> [Work to complete]: Count the lines of the listing below that contain the string "stadium", matching case exactly, and give only the number.
>> Begin Given information
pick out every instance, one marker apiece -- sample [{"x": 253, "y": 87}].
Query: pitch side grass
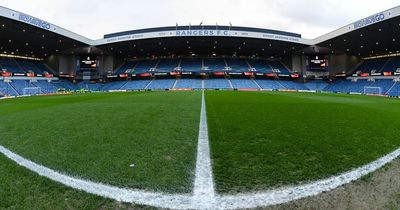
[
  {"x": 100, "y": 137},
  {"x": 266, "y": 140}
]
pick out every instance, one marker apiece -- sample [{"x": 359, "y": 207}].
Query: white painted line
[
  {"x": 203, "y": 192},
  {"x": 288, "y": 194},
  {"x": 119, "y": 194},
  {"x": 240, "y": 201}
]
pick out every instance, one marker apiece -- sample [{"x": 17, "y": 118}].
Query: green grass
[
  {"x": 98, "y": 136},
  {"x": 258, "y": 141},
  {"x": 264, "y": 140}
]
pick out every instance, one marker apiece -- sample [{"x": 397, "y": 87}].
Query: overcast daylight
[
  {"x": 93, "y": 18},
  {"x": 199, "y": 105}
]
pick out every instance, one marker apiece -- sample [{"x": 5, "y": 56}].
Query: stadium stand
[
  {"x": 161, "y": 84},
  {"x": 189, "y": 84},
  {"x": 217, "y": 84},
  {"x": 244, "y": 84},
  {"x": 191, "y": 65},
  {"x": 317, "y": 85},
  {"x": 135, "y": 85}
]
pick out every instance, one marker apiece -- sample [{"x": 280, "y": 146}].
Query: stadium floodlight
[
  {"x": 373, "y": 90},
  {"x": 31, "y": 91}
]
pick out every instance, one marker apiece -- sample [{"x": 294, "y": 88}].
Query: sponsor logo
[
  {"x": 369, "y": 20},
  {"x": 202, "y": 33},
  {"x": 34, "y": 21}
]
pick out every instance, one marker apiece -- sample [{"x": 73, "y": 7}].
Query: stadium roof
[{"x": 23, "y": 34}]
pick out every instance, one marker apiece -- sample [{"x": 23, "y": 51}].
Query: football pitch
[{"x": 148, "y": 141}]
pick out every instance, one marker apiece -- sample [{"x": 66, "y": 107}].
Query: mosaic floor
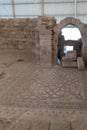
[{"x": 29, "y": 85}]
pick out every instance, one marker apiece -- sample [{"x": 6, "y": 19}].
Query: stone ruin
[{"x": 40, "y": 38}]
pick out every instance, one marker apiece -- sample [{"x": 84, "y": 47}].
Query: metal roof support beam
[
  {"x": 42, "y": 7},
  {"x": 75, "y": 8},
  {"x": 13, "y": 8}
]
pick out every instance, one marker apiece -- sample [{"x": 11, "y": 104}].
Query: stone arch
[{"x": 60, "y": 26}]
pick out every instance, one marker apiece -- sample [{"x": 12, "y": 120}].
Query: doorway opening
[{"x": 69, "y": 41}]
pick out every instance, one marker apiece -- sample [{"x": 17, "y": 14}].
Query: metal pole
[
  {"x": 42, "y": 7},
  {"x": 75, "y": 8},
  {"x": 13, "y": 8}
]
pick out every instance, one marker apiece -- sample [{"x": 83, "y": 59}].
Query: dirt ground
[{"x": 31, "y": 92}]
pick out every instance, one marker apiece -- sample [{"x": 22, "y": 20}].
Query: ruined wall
>> End Given information
> [Full solution]: 3